Action item: Reproduce verbatim all of the data given below, but do not carry over the images.

Data listing:
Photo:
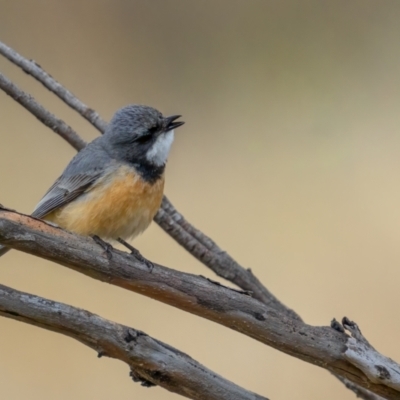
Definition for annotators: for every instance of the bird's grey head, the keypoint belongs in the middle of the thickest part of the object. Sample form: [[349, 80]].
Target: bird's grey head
[[141, 135]]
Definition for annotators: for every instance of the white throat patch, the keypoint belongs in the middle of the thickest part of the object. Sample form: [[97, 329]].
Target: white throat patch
[[158, 153]]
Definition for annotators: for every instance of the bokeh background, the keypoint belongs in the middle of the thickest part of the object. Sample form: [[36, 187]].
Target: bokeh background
[[289, 159]]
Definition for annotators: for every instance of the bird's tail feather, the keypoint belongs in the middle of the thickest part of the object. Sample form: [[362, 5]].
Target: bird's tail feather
[[4, 250]]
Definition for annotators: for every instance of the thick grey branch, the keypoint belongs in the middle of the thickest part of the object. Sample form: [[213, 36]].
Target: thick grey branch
[[322, 346], [172, 222], [151, 361], [377, 367], [194, 241]]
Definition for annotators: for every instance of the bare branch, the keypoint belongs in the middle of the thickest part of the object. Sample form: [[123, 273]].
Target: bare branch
[[194, 241], [210, 254], [322, 346], [35, 70], [378, 368], [50, 120], [172, 222], [151, 361]]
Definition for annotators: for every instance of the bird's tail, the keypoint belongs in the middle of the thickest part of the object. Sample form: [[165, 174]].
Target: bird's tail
[[4, 250]]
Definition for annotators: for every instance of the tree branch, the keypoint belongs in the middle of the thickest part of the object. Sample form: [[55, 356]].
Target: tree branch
[[151, 361], [172, 222], [322, 346], [48, 119], [35, 70], [194, 241]]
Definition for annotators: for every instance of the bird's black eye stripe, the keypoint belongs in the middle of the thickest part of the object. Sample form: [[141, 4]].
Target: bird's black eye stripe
[[153, 129], [144, 138]]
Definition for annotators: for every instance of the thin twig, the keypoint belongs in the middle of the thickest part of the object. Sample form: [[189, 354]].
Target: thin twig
[[193, 240], [201, 246], [50, 120], [322, 346], [151, 361], [35, 70]]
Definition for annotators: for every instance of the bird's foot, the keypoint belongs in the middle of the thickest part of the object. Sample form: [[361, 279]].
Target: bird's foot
[[137, 255], [104, 245]]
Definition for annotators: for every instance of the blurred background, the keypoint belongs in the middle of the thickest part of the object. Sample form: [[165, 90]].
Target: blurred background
[[289, 159]]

Written answer:
Photo:
Definition for annotators: for every instance of the bird's grey head, the keypoint belongs in the middle of the thickest part of the object. Sample form: [[349, 80]].
Target: bird's grey head
[[141, 135]]
Definition for annotators: for every instance of the white throat patch, the keypoint belongs in the middle of the thickest part of the object. Sample form: [[97, 329]].
Target: white throat patch
[[158, 153]]
Definition for annotators: for every instance of the bokeh background, the keypoint belongs in the middle of the thickest part of the object. Sample form: [[36, 187]].
Target: bokeh background
[[289, 159]]
Definition for annotators: for every instance of the bird's tail feather, the keypoint belongs in the middle of the thickest part of the object. Sample form: [[362, 5]].
Target: bird's tail feather
[[4, 250]]
Definition for annotators: for every instance of the thick grey branch, the keypoint belongs in the middle of the thickest part of the object. Sample form: [[213, 36]].
Target: thick grey branch
[[322, 346], [172, 222], [151, 361], [377, 367], [194, 241]]
Definition for annotators: for every instance of the bare branch, the keypoint belongs in the middle of the thickest part of the object. Sample form: [[123, 273]].
Target: bare branch
[[194, 241], [210, 254], [322, 346], [35, 70], [378, 368], [50, 120], [172, 222], [151, 361]]
Definition for annotators: for every instance of the bird's tail, the keypoint belongs in the middle of the thickest part of the object. Sample form: [[165, 174]].
Target: bird's tail
[[4, 250]]
Definition for annotators: for every instance of the tree branch, the keypoint belongs in the middle of the thickest part of the object. Sample form: [[55, 356]].
Target: tree branch
[[151, 361], [172, 222], [322, 346], [48, 119], [35, 70], [194, 241]]
Definition for annotators: for every instance of the bird's black eye stripe, the keypoint belongs in the middle of the thickest part of the object. Sample form: [[141, 4]].
Target: bird's black eye stripe
[[153, 129], [144, 138]]
Definition for annotators: for every instance of the thin twig, the keypoint belongs in the middle of the thickest part of the object. Sample form: [[189, 354]].
Target: thin twig
[[193, 240], [201, 246], [50, 120], [322, 346], [151, 361], [35, 70]]
Definition for annotators: for every instance of the bird's foot, the keypoint belongs in the middle of the thickest part of the object. Sample form: [[361, 279]].
Target: bird's foot
[[137, 255], [104, 245]]
Definition for annotators: for every instance of the blurred background, the keypoint belongs in the middle of the thickest part of the object. Sample form: [[165, 90]].
Target: blurred background
[[289, 159]]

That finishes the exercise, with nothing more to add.